■ What needs to be done ■
Each line below with the string "window" should be copied.

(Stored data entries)
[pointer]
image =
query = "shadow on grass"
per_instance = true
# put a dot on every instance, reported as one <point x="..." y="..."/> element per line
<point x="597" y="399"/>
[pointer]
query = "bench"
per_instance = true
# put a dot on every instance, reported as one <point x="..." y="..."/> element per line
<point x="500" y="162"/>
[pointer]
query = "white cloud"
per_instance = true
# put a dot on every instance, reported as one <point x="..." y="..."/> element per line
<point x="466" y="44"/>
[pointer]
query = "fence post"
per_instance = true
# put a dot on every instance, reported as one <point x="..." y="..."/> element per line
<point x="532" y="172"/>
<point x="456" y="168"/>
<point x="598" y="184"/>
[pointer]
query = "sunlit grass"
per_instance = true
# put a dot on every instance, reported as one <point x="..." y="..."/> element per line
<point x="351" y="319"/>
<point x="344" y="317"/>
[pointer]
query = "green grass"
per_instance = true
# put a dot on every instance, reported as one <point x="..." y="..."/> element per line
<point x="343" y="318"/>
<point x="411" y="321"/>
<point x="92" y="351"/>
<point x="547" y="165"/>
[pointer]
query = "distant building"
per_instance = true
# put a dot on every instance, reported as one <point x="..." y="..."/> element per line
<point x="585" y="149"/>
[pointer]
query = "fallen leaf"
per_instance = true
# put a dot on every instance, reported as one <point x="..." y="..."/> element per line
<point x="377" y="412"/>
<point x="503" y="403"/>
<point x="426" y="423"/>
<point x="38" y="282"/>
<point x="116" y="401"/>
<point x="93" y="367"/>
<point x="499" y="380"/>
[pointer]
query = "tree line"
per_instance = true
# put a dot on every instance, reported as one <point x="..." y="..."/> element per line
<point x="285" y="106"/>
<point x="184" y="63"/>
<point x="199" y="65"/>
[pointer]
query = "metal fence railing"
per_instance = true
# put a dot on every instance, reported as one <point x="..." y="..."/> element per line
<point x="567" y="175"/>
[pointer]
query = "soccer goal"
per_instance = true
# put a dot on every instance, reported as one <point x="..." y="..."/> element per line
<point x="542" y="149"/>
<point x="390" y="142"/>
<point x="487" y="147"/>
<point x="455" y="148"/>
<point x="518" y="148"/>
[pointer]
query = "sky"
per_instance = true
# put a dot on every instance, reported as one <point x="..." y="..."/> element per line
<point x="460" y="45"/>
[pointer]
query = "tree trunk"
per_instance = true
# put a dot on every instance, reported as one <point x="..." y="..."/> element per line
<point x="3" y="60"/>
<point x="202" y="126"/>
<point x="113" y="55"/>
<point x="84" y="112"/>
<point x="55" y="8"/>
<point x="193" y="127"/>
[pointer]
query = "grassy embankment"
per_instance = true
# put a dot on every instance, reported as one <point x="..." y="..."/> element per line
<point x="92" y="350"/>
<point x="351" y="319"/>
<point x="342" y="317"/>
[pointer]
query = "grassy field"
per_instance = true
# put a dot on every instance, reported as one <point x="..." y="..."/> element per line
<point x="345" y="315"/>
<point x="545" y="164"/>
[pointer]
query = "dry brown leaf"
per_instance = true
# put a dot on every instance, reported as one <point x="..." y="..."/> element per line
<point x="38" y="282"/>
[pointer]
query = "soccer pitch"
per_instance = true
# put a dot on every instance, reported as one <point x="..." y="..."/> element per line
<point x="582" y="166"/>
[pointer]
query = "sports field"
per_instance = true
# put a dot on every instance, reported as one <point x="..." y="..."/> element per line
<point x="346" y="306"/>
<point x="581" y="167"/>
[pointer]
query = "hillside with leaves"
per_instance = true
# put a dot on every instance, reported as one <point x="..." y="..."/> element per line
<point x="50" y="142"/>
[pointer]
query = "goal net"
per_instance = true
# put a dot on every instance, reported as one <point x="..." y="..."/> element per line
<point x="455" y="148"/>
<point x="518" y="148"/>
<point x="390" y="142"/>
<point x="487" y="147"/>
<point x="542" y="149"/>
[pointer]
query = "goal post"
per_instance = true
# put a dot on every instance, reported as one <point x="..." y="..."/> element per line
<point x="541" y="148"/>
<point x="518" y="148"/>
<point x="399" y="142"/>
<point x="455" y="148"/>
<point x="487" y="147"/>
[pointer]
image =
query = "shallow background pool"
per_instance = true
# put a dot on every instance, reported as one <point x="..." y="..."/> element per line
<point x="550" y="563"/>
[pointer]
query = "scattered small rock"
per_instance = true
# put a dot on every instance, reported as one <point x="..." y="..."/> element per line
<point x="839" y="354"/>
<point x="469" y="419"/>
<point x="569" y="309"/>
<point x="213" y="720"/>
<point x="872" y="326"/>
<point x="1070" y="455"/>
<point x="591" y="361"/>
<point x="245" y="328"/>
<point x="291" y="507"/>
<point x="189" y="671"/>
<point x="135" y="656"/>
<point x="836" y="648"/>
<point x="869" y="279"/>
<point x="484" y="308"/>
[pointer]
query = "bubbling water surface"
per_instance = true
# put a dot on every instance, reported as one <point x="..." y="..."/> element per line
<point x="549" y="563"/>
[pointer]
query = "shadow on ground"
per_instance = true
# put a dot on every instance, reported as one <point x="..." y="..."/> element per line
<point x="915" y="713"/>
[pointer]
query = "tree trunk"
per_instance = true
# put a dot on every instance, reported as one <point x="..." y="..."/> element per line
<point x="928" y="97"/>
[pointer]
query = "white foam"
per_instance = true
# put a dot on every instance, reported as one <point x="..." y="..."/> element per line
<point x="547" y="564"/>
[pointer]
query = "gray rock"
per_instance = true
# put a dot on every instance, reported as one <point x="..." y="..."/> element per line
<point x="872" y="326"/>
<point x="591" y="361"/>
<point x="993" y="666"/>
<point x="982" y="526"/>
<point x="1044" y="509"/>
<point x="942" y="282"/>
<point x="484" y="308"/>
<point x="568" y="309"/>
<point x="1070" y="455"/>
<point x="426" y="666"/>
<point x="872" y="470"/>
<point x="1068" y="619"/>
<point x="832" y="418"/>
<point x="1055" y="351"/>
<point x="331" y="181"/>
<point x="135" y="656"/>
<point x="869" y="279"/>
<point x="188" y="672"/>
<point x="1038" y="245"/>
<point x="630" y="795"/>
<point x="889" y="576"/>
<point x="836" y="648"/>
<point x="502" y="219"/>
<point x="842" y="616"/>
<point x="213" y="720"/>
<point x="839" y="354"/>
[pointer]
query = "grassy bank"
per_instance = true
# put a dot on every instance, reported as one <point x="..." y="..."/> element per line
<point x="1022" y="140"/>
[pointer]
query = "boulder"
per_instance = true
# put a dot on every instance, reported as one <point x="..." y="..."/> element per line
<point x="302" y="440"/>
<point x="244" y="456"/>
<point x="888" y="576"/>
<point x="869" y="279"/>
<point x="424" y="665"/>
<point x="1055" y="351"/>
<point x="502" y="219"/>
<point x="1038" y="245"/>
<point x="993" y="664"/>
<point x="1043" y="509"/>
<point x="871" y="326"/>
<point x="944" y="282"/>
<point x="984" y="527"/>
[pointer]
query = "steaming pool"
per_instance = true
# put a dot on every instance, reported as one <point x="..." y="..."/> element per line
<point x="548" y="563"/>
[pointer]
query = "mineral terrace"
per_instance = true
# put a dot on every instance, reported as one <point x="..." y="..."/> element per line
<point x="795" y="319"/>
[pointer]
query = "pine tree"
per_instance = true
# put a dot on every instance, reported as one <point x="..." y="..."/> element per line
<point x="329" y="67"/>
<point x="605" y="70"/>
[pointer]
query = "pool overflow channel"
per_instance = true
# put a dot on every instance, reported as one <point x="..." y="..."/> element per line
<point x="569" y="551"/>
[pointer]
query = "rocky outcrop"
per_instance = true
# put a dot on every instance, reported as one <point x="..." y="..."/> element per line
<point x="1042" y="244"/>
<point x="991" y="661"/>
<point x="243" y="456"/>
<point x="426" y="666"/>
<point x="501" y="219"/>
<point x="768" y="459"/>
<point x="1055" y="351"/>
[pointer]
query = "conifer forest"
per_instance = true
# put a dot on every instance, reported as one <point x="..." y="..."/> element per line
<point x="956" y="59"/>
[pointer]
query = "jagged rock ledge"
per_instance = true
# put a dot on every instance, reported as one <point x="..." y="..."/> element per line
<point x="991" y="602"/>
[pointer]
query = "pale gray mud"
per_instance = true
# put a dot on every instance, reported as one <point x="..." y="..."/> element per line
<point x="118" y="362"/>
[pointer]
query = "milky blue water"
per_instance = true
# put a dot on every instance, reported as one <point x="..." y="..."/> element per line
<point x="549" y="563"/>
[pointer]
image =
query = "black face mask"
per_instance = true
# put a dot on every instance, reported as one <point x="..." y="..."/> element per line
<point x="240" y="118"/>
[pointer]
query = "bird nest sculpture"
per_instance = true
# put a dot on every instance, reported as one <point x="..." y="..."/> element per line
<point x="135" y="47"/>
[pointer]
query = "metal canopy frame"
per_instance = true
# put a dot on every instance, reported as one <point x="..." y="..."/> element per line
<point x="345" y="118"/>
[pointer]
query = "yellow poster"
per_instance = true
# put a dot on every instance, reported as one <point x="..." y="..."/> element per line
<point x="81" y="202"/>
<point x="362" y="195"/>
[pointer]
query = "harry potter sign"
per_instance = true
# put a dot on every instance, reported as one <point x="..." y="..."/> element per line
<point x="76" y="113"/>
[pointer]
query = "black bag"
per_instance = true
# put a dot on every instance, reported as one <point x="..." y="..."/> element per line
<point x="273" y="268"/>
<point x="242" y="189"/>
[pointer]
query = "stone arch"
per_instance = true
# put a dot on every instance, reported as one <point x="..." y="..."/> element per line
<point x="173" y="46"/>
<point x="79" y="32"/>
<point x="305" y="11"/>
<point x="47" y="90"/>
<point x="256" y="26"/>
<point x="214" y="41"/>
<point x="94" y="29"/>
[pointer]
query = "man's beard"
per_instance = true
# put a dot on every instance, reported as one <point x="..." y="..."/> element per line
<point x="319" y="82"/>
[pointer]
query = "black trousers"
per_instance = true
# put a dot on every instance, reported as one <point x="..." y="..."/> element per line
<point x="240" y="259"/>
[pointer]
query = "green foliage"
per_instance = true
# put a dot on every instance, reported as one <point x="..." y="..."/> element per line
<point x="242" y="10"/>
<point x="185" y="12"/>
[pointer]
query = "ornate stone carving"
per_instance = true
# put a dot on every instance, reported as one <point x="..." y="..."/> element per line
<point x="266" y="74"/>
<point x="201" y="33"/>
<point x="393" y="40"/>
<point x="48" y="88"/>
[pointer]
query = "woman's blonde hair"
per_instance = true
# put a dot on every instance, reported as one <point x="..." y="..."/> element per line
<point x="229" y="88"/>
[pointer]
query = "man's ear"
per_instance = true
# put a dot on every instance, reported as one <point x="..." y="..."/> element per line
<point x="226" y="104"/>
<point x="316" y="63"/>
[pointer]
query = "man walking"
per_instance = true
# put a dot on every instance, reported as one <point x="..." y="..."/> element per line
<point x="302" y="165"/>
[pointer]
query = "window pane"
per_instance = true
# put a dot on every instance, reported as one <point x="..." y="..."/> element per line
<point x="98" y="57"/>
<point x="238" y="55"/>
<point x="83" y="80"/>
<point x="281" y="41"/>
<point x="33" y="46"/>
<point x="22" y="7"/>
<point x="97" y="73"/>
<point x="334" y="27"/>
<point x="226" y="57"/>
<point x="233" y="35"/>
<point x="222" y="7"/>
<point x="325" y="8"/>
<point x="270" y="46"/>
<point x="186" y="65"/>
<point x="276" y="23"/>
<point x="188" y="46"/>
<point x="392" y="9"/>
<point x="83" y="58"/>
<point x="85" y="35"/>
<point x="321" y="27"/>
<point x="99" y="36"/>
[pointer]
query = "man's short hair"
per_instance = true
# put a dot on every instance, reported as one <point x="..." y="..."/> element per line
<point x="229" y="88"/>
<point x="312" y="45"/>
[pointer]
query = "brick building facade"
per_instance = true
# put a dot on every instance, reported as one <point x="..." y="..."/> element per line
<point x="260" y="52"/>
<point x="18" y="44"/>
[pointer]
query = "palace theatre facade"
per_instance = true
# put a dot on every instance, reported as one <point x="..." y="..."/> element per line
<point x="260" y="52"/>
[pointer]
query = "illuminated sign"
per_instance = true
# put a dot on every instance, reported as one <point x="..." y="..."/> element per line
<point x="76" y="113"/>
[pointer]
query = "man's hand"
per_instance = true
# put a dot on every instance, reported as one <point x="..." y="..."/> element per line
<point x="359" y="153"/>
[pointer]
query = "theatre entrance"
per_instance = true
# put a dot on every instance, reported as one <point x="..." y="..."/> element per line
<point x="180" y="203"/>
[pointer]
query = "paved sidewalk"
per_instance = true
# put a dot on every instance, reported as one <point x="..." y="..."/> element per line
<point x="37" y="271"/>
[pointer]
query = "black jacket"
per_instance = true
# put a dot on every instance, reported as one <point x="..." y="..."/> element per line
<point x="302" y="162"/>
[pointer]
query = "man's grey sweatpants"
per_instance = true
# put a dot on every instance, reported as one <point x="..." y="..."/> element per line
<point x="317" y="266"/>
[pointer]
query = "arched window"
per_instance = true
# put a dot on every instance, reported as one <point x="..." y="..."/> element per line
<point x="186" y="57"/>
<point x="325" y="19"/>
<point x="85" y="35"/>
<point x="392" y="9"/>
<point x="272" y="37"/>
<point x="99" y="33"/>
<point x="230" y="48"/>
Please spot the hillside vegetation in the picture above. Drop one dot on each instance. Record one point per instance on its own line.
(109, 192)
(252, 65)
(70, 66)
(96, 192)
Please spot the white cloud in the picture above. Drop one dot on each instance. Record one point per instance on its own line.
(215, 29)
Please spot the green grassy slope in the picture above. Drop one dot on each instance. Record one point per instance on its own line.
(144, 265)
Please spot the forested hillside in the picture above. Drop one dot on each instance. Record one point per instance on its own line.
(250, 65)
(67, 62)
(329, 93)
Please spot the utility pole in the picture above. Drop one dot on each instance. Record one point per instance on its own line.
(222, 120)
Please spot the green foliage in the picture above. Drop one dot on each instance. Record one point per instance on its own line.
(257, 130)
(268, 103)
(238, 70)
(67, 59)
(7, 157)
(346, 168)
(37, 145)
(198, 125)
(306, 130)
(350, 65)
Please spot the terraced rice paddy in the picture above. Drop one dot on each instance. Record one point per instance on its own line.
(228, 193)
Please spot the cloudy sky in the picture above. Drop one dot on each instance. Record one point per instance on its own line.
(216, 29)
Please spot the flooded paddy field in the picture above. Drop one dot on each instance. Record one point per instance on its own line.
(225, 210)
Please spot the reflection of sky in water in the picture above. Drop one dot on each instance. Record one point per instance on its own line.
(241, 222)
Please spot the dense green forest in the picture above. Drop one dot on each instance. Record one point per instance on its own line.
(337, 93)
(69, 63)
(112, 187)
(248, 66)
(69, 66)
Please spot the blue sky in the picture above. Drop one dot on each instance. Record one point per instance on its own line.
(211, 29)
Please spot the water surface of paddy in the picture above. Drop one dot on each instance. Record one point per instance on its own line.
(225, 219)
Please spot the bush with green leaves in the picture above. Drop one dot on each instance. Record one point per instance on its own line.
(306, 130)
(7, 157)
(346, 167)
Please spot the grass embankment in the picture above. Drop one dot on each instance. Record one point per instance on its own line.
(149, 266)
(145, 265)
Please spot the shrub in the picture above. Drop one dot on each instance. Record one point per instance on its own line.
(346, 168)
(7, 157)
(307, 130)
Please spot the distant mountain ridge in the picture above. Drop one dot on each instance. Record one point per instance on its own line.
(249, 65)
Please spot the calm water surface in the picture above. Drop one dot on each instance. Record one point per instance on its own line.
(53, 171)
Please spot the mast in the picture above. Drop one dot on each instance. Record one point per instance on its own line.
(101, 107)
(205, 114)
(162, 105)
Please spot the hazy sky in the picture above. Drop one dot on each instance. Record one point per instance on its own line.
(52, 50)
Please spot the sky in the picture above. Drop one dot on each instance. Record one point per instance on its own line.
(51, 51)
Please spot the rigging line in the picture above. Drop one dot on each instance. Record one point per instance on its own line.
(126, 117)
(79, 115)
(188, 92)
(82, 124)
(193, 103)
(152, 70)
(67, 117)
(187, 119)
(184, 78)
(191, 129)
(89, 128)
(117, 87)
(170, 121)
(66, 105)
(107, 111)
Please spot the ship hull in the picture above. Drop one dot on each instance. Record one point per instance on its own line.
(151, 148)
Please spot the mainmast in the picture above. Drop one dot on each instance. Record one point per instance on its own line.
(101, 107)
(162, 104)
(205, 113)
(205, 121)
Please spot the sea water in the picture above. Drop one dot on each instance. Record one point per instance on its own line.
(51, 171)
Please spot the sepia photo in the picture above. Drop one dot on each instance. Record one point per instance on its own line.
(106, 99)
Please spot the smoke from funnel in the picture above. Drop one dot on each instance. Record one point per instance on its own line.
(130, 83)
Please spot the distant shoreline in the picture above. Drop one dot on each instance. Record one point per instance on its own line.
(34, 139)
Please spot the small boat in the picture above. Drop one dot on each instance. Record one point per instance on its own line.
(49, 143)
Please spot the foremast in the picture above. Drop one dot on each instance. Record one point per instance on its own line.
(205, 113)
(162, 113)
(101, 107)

■ Response area ■
query = "window pane"
query = "arched window"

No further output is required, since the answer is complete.